**EXCERPT**.
⟨
House Rules


Small potatoes

Emily Birnbaum, writing for The Hill on Nov. 26 reports:

Nine Democratic members of the Problem Solvers Caucus are urging prospective Speaker Nancy Pelosi (D-Calif.) to back three rules changes as she aims to drum up enough support to lead the House.

What are these three changes, one might wonder. Here they are:

  1. The first proposal would require that any legislation that achieves 290 cosponsors — three-fifths of the House — be debated and get a timely floor vote.
  2. The second would mandate that any amendment with at least 20 cosponsors from both parties would get a debate and a vote.
  3. The final proposal says every member in every new Congress can introduce one bill on the committee on which he or she serves that would be guaranteed debate and a committee vote as long as the measure is bipartisan and germane to that panel’s jurisdiction.

The House is a large legislative body that can’t operate without rules. Are the proposed rule changes desirable?

The proposed changes don’t appear radical, but may have desirable and undesirable consequences if adopted. The primary effect would be to slightly reduce the power of the Speaker and committee chairpersons.
⟩
**PROBLEMS**.
1 - In the post on House rules, how many cosponsors would the first proposal require for legislation to get a timely floor vote?
2 - Edit the post on House rules by rewriting the passage starting at "House Rules" and ending at "lead the House.", with "Nine" changed to "Ten".
Use only the post on House rules.

**STORED DATA**.
⟨
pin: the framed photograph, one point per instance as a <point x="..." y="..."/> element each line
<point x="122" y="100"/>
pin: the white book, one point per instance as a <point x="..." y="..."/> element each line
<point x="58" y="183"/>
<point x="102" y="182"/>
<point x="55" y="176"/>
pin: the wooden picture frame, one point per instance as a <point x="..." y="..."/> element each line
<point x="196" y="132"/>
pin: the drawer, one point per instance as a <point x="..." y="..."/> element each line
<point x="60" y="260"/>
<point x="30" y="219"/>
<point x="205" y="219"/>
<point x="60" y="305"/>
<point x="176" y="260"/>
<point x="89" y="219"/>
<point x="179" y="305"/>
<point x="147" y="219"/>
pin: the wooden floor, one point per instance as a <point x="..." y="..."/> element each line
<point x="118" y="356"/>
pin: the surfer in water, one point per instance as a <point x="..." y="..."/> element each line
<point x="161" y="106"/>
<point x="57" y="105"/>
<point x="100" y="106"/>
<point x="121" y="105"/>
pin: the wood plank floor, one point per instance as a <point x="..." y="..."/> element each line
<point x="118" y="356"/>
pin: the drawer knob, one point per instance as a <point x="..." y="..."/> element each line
⟩
⟨
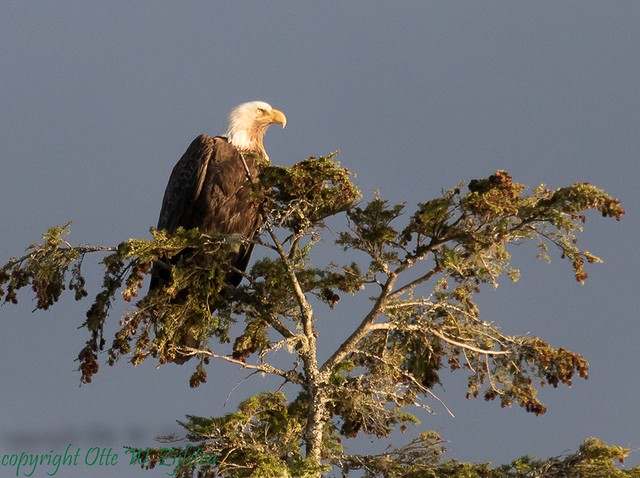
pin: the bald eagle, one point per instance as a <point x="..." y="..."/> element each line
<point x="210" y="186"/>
⟩
**TASK-BY-TASK SOLUTIONS**.
1 - 290 cosponsors, which is three-fifths of the House.

2 -
House Rules


Small potatoes

Emily Birnbaum, writing for The Hill on Nov. 26 reports:

Ten Democratic members of the Problem Solvers Caucus are urging prospective Speaker Nancy Pelosi (D-Calif.) to back three rules changes as she aims to drum up enough support to lead the House.